_QUOTED PASSAGE_:
--*--

Pluralistic ignorance is a behavioral bias: We misread others’ silence as agreement, even when many privately disagree.

In investing, this bias can amplify herding: Shared but unspoken beliefs may turn “edge” ideas into crowded trades and inflated prices.

Advisors can mitigate it by asking direct questions, showing a range of views and normalizing speaking up.

When I first started graduate school and met the other students in my cohort, I was blown away at how smart, clever, and experienced they all were. Only a few days into our orientation, I started to develop the sneaking suspicion that I didn’t really fit in – that somewhere along the way, the admissions committee had made a mistake by offering me admission. Perhaps they failed to really look into my file, for if they had, they surely would have realized that I wasn’t cut out for a Ph.D. in psychology!

Then, a few weeks later, while sitting in a small lecture with the other first-year students, a professor posed a question to us: “How many of you,” he began, “have at some point since arriving on campus felt like you didn’t deserve to be here – that there was a mistake, and you don’t actually belong in this program? And be honest!”

There were 14 of us in the room, and 13 hands immediately shot up. (It’s possible that the 14th student wasn’t paying attention, or maybe she was just really confident.) In any case, it was an incredible demonstration of something that psychologists call pluralistic ignorance.

Although my professor introduced it to counteract the feeling that we were all impostors, it’s a concept that seems particularly applicable during times of volatility, whether the market is more bullish or bearish.

Pluralistic Ignorance in Behavioral Finance: Definition and Examples

Here’s the basic idea: You hold a private belief about something, but because you don’t hear others voice the same belief, you assume they don’t feel the same way when in reality, they actually do.

In my example, I experienced impostor syndrome, but because none of my friends said anything about how they felt that way, too, I assumed I was the only one who stood out. Likewise, they each thought that they were the only impostors.

A classic demonstration of this phenomenon was shown in the early 1990s at Princeton, a campus known for its heavy drinking culture. In that particular case, researchers found that most Princeton students were uncomfortable with prevalent binge drinking. Still, because they didn’t hear others speak up, they assumed they were alone in this belief.1

So, because no one voiced any issues, everyone assumed everyone else was fine with the heavy drinking, even though most people actually weren’t.

How Pluralistic Ignorance Shapes Investor Behavior

The pluralistic ignorance phenomenon quite clearly applies far beyond college drinking culture! Imagine how this sort of process could easily play out in a variety of investor scenarios.

What if, for instance, you (or a client) believe that a particular stock or sector is undervalued and about to take off? That belief could feel like a personal insight or an edge. What they might not realize, however, is that thousands of others might also privately hold that belief.

Suddenly, that particular space becomes crowded, and the stock or sector shoots way past its fair market value. If that sounds abstract, think about meme stocks or the tendency for investors to pile money into artificial intelligence (AI) companies in 2023-2024.

Or consider a more personal example: Imagine that one partner in a couple has grown quietly uncomfortable with the household's spending habits – the vacations are getting more lavish, maybe the renovations more frequent. But because the other partner hasn't said anything, the uncomfortable one assumes their partner is perfectly happy with the spending pattern.

What they don't realize is that their partner may hold the same private unease. Neither says a word, so the spending continues – not because both partners endorse it, but because each is misreading the other's silence as agreement and satisfaction.

--*--

_PROMPT 1_: Translate into Spanish this sentence from the passage on pluralistic ignorance: "There were 14 of us in the room, and 13 hands immediately shot up."
_PROMPT 2_:
Answer these questions from the passage on pluralistic ignorance:
(a) What degree was the writer starting in graduate school?
(b) At which university was the early-1990s demonstration involving heavy drinking carried out?
(c) During which years does the passage say investors tended to pile money into artificial intelligence companies?
_PROMPT 3_: List every way the passage on pluralistic ignorance says advisors can mitigate the bias.

_DATASET SECTION_:
--*--

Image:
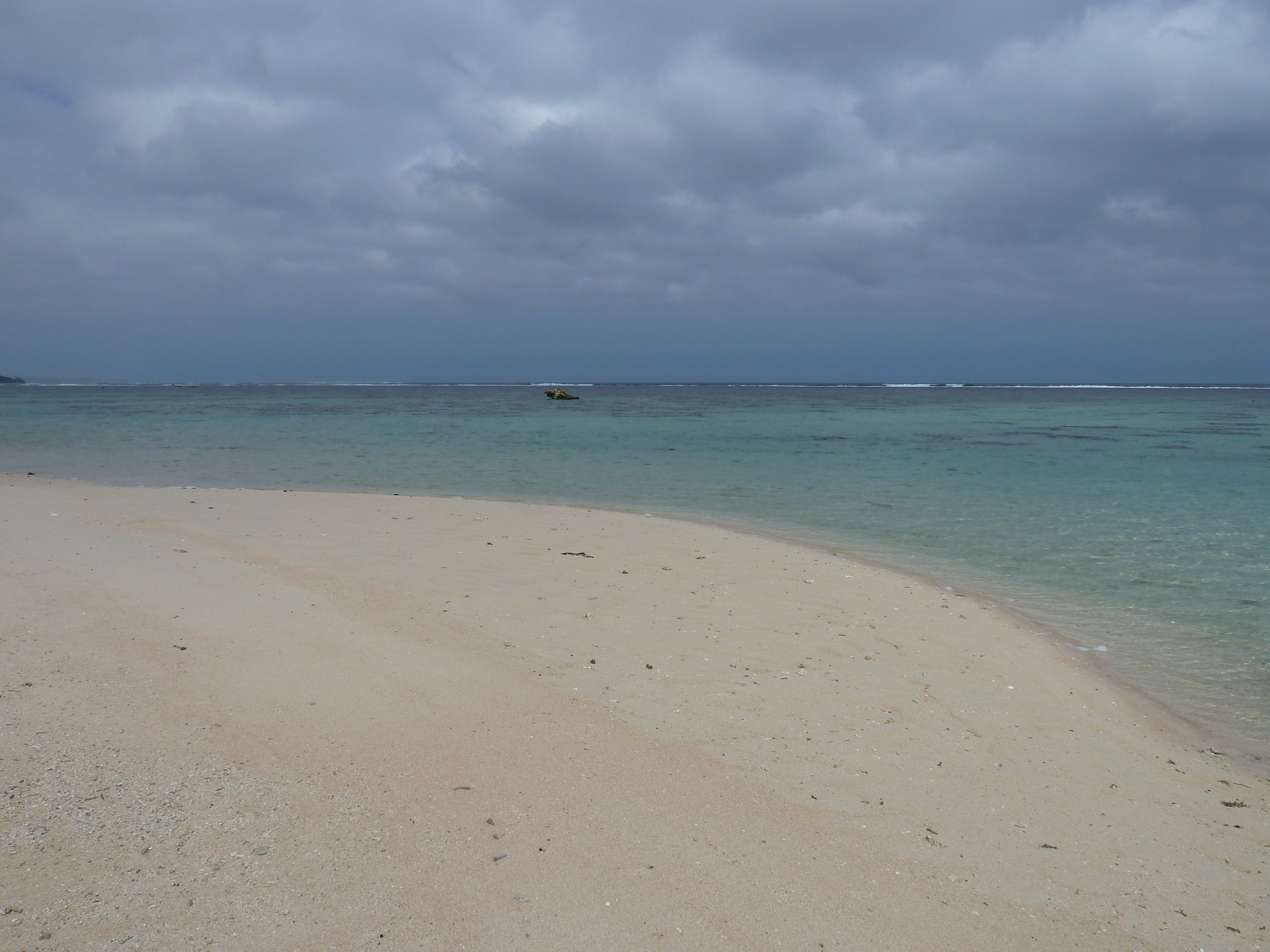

--*--

_WRITTEN RESPONSE 1_: Éramos 14 en la sala, y 13 manos se levantaron de inmediato.

_WRITTEN RESPONSE 2_:
(a) A Ph.D. in psychology
(b) Princeton
(c) 2023-2024

_WRITTEN RESPONSE 3_:
- Asking direct questions
- Showing a range of views
- Normalizing speaking up